-- EXERCISE MATERIALS --
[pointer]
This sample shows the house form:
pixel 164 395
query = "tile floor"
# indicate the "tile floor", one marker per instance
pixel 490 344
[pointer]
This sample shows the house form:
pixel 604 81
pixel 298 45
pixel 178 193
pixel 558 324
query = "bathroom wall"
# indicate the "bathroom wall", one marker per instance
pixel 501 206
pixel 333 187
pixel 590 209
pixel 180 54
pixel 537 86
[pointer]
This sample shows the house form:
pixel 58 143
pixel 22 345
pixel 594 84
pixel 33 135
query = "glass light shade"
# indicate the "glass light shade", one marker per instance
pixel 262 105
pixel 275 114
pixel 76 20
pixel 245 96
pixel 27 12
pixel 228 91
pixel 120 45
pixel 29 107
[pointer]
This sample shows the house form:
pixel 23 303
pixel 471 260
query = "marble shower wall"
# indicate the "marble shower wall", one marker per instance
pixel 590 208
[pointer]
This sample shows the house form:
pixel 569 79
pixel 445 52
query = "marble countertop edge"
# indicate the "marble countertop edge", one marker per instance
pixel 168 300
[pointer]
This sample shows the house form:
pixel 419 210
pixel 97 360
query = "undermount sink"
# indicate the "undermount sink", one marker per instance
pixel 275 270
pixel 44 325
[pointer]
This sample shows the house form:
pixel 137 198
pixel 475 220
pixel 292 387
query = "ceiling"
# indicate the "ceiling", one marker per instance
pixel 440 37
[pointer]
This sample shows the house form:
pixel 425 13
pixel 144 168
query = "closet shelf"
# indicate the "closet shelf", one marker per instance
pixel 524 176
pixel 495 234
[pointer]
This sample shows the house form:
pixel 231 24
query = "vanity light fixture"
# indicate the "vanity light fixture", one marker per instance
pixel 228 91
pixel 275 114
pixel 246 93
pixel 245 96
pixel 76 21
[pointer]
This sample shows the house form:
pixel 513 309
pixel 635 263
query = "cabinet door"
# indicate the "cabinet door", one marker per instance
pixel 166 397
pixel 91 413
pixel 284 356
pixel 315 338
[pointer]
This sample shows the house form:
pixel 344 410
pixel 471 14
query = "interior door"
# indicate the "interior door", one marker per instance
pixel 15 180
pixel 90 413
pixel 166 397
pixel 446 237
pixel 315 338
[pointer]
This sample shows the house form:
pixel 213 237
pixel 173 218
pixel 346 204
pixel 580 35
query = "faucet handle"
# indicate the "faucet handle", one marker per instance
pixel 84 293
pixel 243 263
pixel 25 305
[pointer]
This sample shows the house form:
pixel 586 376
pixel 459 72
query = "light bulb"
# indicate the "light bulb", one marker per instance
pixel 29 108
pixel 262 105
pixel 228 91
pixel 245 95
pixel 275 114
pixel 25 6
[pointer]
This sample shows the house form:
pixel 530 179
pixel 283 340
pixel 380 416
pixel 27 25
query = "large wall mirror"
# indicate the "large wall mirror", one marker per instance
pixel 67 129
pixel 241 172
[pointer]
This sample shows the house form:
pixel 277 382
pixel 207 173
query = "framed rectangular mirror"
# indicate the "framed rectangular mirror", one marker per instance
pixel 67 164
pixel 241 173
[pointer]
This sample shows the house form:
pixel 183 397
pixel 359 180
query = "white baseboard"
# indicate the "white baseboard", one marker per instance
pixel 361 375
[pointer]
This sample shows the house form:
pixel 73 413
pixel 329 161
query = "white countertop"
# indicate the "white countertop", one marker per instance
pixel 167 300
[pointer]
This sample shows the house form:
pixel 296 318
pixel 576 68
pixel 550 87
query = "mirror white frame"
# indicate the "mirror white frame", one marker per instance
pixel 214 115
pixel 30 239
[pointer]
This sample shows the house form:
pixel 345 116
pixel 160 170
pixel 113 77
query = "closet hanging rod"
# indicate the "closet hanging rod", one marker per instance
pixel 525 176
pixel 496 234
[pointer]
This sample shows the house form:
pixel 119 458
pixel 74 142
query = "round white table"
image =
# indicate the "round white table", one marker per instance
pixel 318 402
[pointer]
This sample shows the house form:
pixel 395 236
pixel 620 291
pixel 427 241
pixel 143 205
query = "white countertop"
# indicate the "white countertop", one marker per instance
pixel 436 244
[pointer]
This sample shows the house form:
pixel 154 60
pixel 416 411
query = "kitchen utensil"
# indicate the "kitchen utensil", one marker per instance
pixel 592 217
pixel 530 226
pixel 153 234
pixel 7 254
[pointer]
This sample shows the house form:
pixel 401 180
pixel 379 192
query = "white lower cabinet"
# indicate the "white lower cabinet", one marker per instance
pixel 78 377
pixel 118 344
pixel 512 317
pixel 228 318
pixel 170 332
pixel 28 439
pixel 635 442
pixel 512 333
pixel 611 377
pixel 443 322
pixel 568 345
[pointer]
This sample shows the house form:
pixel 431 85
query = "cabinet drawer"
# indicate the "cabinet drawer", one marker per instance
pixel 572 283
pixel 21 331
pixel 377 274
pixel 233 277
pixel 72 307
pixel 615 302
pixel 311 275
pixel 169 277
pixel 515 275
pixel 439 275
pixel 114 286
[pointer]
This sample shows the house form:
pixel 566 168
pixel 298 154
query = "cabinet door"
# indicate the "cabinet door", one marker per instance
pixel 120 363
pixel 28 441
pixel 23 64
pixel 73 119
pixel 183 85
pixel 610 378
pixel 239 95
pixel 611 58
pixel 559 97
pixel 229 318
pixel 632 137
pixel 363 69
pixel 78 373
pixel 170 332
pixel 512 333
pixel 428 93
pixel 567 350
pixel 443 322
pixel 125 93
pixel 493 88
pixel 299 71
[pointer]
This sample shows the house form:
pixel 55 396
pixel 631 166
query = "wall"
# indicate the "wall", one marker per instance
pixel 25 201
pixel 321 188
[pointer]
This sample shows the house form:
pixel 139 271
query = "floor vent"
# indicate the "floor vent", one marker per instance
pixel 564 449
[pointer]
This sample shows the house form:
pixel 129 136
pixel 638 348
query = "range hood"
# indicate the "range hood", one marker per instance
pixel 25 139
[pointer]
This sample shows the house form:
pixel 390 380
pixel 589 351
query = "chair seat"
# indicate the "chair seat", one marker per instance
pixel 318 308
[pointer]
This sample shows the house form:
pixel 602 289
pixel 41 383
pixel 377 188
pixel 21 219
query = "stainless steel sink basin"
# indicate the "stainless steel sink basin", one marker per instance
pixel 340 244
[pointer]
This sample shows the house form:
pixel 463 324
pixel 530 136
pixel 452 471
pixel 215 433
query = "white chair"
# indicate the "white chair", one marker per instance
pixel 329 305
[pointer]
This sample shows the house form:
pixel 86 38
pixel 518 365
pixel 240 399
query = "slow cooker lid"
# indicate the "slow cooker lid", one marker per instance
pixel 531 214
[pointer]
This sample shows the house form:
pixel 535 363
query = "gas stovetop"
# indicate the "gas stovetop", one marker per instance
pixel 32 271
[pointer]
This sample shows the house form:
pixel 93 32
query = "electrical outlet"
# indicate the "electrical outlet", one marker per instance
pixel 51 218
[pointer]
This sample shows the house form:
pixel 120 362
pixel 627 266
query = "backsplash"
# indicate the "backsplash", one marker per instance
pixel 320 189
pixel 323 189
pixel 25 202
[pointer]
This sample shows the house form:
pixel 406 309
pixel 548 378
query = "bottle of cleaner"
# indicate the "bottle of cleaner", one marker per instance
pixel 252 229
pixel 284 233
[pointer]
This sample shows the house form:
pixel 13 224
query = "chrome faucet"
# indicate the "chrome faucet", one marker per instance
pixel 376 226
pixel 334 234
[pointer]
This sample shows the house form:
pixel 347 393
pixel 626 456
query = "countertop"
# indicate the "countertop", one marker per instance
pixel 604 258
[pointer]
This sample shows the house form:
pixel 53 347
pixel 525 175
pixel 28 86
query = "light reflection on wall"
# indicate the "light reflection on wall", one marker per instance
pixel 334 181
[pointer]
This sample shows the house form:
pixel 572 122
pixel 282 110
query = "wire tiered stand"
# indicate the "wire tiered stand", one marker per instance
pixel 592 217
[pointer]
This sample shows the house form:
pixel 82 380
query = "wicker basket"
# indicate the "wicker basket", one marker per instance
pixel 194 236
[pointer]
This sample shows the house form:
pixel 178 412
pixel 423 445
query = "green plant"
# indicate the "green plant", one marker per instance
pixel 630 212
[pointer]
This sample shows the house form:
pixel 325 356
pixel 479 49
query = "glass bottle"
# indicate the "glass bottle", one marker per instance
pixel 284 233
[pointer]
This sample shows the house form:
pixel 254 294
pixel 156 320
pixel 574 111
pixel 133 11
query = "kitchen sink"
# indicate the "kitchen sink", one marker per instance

-- WHAT YOU WILL DO --
Change every "marker" to "dot" in the records, from the start through the line with "pixel 495 234", and give those lines back with nothing else altered.

-- EXERCISE OUTPUT --
[pointer]
This sample shows the house form:
pixel 164 395
query = "tile floor"
# indicate the "tile floor", one dot per instance
pixel 490 344
[pointer]
This sample shows the house form:
pixel 604 81
pixel 298 45
pixel 178 193
pixel 558 324
query = "bathroom wall"
# indicate the "bathroom wall", one dot per instance
pixel 501 206
pixel 333 187
pixel 590 209
pixel 180 54
pixel 537 86
[pointer]
This sample shows the house form:
pixel 58 143
pixel 22 345
pixel 594 84
pixel 33 135
query = "glass light shade"
# indicate the "glass light shade", one dot per instance
pixel 262 105
pixel 275 114
pixel 76 20
pixel 245 96
pixel 27 12
pixel 228 91
pixel 120 45
pixel 29 107
[pointer]
This sample shows the house form:
pixel 23 303
pixel 471 260
query = "marble shower wall"
# indicate the "marble shower wall", one dot per instance
pixel 590 208
[pointer]
This sample shows the house form:
pixel 569 79
pixel 445 52
query = "marble countertop edge"
# indicate the "marble countertop edge", one dot per instance
pixel 168 300
[pointer]
This sample shows the house form:
pixel 419 210
pixel 97 360
query = "undermount sink"
# indicate the "undermount sink", one dot per instance
pixel 275 270
pixel 44 325
[pointer]
This sample shows the house form:
pixel 137 198
pixel 475 220
pixel 292 387
query = "ceiling"
# indicate the "ceiling", one dot per instance
pixel 440 37
[pointer]
This sample shows the house form:
pixel 425 13
pixel 144 168
query = "closet shelf"
# indicate the "closet shelf", one dot per instance
pixel 524 176
pixel 495 234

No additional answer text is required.